START

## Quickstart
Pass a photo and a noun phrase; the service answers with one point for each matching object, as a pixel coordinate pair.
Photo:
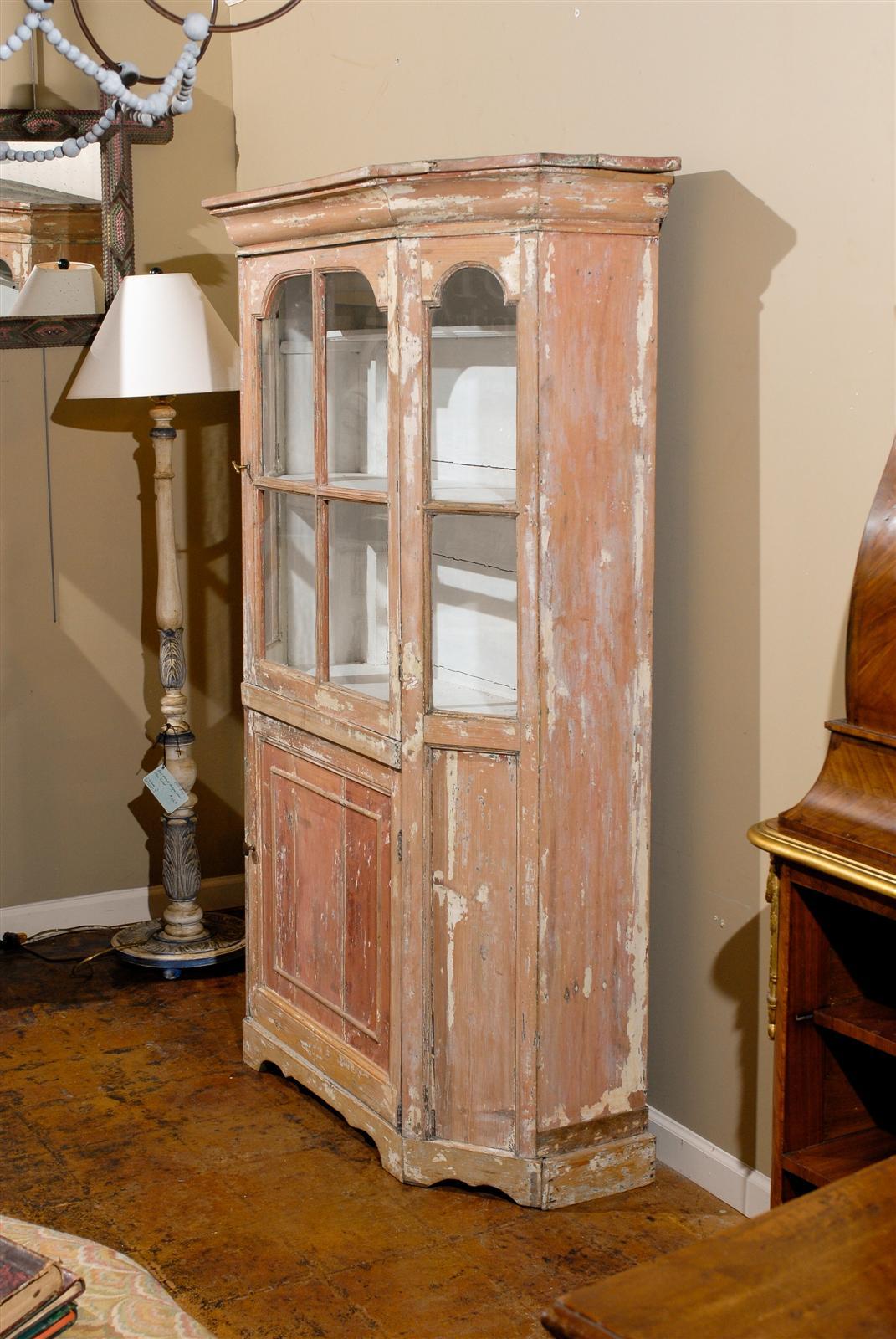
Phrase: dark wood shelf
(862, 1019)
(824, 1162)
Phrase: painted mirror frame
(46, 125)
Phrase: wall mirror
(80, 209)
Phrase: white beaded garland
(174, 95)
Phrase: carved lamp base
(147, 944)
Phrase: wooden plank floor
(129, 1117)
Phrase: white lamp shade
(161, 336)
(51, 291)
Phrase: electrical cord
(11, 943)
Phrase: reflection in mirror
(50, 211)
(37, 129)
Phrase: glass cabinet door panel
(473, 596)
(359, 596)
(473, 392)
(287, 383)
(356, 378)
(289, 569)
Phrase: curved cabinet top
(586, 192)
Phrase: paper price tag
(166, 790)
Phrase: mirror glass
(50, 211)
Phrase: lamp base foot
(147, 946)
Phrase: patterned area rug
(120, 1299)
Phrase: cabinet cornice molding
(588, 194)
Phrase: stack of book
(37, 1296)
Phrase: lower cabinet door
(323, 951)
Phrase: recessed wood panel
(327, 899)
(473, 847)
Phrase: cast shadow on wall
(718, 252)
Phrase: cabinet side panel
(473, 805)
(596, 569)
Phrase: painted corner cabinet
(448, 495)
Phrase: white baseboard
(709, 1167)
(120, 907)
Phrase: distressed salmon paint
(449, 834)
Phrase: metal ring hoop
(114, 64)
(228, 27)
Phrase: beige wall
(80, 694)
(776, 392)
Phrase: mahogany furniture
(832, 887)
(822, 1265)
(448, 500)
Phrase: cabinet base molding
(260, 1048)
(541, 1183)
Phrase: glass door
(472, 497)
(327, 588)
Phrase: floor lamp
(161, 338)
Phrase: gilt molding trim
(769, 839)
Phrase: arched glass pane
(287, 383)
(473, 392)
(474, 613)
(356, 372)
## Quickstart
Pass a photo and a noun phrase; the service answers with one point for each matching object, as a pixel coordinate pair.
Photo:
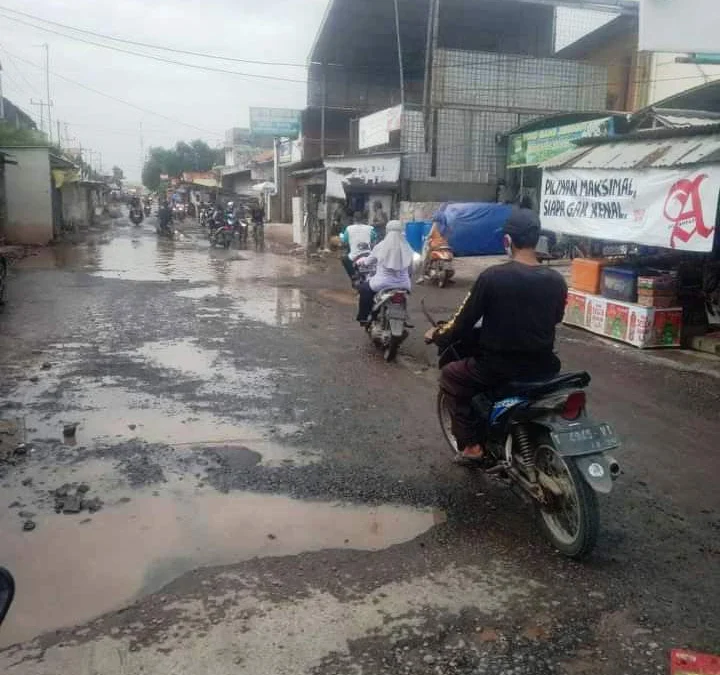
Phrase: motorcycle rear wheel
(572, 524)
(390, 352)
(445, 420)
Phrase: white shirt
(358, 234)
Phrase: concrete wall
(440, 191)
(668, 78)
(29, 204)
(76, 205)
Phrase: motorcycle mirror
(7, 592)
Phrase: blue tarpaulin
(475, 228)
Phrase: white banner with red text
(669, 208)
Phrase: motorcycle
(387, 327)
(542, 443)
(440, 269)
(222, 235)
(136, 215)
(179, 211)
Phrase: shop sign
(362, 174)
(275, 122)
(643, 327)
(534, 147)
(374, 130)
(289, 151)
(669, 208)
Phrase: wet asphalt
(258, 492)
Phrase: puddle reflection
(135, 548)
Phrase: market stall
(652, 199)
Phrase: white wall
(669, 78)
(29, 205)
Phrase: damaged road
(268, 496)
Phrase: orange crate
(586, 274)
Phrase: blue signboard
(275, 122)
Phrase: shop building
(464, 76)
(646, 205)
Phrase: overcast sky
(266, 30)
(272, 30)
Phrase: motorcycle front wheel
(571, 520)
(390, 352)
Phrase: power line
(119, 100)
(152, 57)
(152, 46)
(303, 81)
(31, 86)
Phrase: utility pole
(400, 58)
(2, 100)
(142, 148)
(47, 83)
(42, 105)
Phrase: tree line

END

● **PROBLEM DESCRIPTION**: Make an exact copy of all the material, but keep the pictures out of it.

● **TASK RESULT**:
## Quickstart
Pass a photo and a noun phrase; the service answers with one point for each matching object, as a pixel coordinate pair.
Photo:
Phrase: dark wood shelf
(862, 1019)
(824, 1162)
Phrase: painted mirror frame
(46, 125)
Phrase: wall mirror
(80, 209)
Phrase: white beaded garland
(174, 95)
Phrase: carved lamp base
(147, 944)
Phrase: wooden plank floor
(129, 1117)
Phrase: white lamp shade
(161, 336)
(51, 291)
Phrase: electrical cord
(11, 943)
Phrase: reflection in mirror
(50, 211)
(37, 129)
Phrase: glass cabinet door panel
(473, 596)
(359, 596)
(473, 392)
(287, 383)
(356, 378)
(289, 569)
Phrase: curved cabinet top
(586, 192)
Phrase: paper price tag
(166, 790)
Phrase: mirror glass
(50, 211)
Phrase: lamp base foot
(147, 946)
Phrase: patterned area rug
(120, 1299)
Phrase: cabinet cornice molding
(588, 194)
Phrase: stack of book
(37, 1296)
Phrase: lower cabinet door
(323, 951)
Phrase: recessed wood panel
(327, 899)
(473, 847)
Phrase: cast shadow on wall
(718, 252)
Phrase: cabinet side panel
(473, 805)
(596, 569)
Phrase: painted corner cabinet
(448, 495)
Phrase: white baseboard
(709, 1167)
(120, 907)
Phrase: distressed salmon paint
(449, 834)
Phrase: metal ring hoop
(114, 64)
(228, 27)
Phrase: beige wall
(80, 694)
(776, 392)
Phrase: mahogany furniture
(832, 887)
(822, 1265)
(448, 500)
Phrase: cabinet base molding
(260, 1048)
(541, 1183)
Phrase: glass door
(472, 497)
(327, 588)
Phrase: floor lamp
(161, 338)
Phrase: gilt molding trim
(769, 839)
Phrase: arched glass pane
(287, 383)
(473, 392)
(474, 613)
(356, 372)
## Quickstart
Pass a photo and a noun phrase; the service answers with one point for each matching object, as a pixel coordinate pair.
Photo:
Phrase: motorcycle rear wheel
(572, 524)
(390, 352)
(445, 420)
Phrase: white shirt
(358, 234)
Phrase: concrete wall
(440, 191)
(668, 78)
(29, 204)
(76, 205)
Phrase: motorcycle mirror
(7, 592)
Phrase: blue tarpaulin
(475, 228)
Phrase: white banner with red text
(669, 208)
Phrase: motorcycle
(387, 327)
(542, 443)
(440, 269)
(222, 235)
(136, 215)
(179, 211)
Phrase: shop sign
(362, 174)
(275, 122)
(643, 327)
(534, 147)
(374, 130)
(289, 151)
(669, 208)
Phrase: wet asphalt
(258, 492)
Phrase: puddle reflection
(135, 548)
Phrase: market stall
(652, 199)
Phrase: white wall
(669, 78)
(29, 205)
Phrase: damaged road
(268, 496)
Phrase: orange crate
(586, 274)
Phrase: blue signboard
(275, 122)
Phrase: shop building
(464, 76)
(646, 205)
Phrase: overcast sky
(266, 30)
(272, 30)
Phrase: motorcycle front wheel
(571, 520)
(390, 352)
Phrase: power line
(119, 100)
(152, 57)
(152, 46)
(303, 81)
(31, 86)
Phrase: utility pole
(400, 58)
(2, 100)
(142, 148)
(47, 83)
(42, 105)
Phrase: tree line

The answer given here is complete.